YOUR TASK: Copy out the records word for word, starting at the line that contains "Expected: for every instance of the tram window, the" and running through the line that contains "[[301, 16]]", with both of those lines included.

INFORMATION SHOWN:

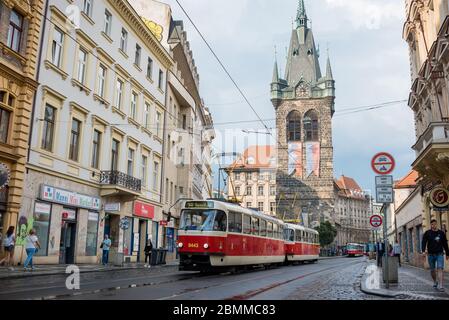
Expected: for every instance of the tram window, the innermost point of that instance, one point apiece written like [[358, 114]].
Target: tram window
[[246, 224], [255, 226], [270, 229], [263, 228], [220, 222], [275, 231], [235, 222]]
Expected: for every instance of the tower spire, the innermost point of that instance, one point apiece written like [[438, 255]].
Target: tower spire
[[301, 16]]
==
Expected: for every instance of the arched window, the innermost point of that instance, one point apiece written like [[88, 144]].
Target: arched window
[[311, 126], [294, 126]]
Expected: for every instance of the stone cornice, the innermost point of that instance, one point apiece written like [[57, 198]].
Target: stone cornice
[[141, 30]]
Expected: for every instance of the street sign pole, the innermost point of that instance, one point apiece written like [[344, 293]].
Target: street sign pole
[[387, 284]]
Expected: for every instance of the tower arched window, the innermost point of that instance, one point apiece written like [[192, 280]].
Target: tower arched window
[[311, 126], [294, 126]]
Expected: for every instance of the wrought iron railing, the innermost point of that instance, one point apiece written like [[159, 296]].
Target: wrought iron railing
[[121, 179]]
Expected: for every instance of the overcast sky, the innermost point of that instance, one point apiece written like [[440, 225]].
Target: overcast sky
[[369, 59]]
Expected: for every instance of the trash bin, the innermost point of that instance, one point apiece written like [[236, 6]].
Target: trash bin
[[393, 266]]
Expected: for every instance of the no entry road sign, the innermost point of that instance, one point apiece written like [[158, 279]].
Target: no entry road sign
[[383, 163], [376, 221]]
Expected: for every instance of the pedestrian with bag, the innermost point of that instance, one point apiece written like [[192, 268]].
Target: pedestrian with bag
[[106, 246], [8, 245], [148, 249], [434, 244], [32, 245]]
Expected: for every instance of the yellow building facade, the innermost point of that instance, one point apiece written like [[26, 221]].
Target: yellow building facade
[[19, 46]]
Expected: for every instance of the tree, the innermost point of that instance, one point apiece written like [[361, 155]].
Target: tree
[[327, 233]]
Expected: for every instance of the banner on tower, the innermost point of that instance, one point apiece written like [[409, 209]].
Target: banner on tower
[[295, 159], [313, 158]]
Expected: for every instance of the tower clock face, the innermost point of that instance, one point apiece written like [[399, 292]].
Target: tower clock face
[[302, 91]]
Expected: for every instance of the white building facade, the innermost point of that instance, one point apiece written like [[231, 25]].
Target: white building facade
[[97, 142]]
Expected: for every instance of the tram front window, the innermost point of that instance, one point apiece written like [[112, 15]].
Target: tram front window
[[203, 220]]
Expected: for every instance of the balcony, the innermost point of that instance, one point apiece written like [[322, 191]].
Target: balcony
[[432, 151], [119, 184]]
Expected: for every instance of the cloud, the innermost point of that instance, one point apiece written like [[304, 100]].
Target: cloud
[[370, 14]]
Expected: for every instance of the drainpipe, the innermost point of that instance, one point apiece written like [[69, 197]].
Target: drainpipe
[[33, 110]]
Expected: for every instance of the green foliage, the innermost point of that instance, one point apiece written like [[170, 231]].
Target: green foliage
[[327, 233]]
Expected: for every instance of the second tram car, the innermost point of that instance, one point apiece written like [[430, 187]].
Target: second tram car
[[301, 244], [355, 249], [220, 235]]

CORRECT ANSWER:
Expected: for every instance of the tram window, the innermost point of that instance, one point apiece written like [[358, 114]].
Target: tram window
[[246, 224], [255, 226], [270, 229], [263, 228], [220, 222], [275, 231], [235, 222]]
Expected: for every instance of the tower spire, the innermost point of that instance, one point apiece written like [[438, 255]].
Target: tower spire
[[301, 16]]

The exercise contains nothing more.